=== Entries provided ===

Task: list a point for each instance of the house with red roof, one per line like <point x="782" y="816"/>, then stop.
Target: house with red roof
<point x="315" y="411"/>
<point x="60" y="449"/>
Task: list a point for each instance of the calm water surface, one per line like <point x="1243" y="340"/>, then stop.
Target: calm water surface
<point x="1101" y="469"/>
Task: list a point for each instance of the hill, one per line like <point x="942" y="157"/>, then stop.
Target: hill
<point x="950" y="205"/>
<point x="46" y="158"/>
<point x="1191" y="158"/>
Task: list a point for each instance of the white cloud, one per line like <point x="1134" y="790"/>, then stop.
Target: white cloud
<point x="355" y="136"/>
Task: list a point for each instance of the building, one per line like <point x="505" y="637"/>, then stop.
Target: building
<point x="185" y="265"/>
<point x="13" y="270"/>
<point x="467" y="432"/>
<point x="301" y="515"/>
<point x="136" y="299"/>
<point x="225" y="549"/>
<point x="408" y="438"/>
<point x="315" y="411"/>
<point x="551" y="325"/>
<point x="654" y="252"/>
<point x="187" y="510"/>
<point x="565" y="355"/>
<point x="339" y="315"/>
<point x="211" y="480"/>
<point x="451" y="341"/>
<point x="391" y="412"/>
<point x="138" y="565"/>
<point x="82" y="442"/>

===

### Work task
Give back the whole listing above. Keep every character the same.

### Result for this exercise
Task: list a point for each instance of the house with red roof, one per line like <point x="782" y="816"/>, then stop.
Target: house with red roof
<point x="315" y="411"/>
<point x="60" y="449"/>
Task: list a point for each instance of the calm water surface, one per line like <point x="1243" y="340"/>, then stop.
Target: calm water surface
<point x="1101" y="469"/>
Task: list a point for each instance of the hill, one per line like <point x="942" y="157"/>, then stop.
Target: hill
<point x="950" y="205"/>
<point x="46" y="158"/>
<point x="1191" y="158"/>
Task: list a point for each instance of the white cloud, one per line like <point x="1134" y="790"/>, then stop.
Target: white cloud
<point x="355" y="136"/>
Task: list a point for each instance of the building, one per line like <point x="505" y="637"/>, then stop.
Target: building
<point x="185" y="265"/>
<point x="13" y="270"/>
<point x="467" y="432"/>
<point x="301" y="515"/>
<point x="136" y="299"/>
<point x="225" y="549"/>
<point x="408" y="438"/>
<point x="315" y="411"/>
<point x="551" y="325"/>
<point x="654" y="252"/>
<point x="187" y="510"/>
<point x="565" y="355"/>
<point x="339" y="315"/>
<point x="211" y="480"/>
<point x="451" y="341"/>
<point x="391" y="412"/>
<point x="138" y="565"/>
<point x="82" y="442"/>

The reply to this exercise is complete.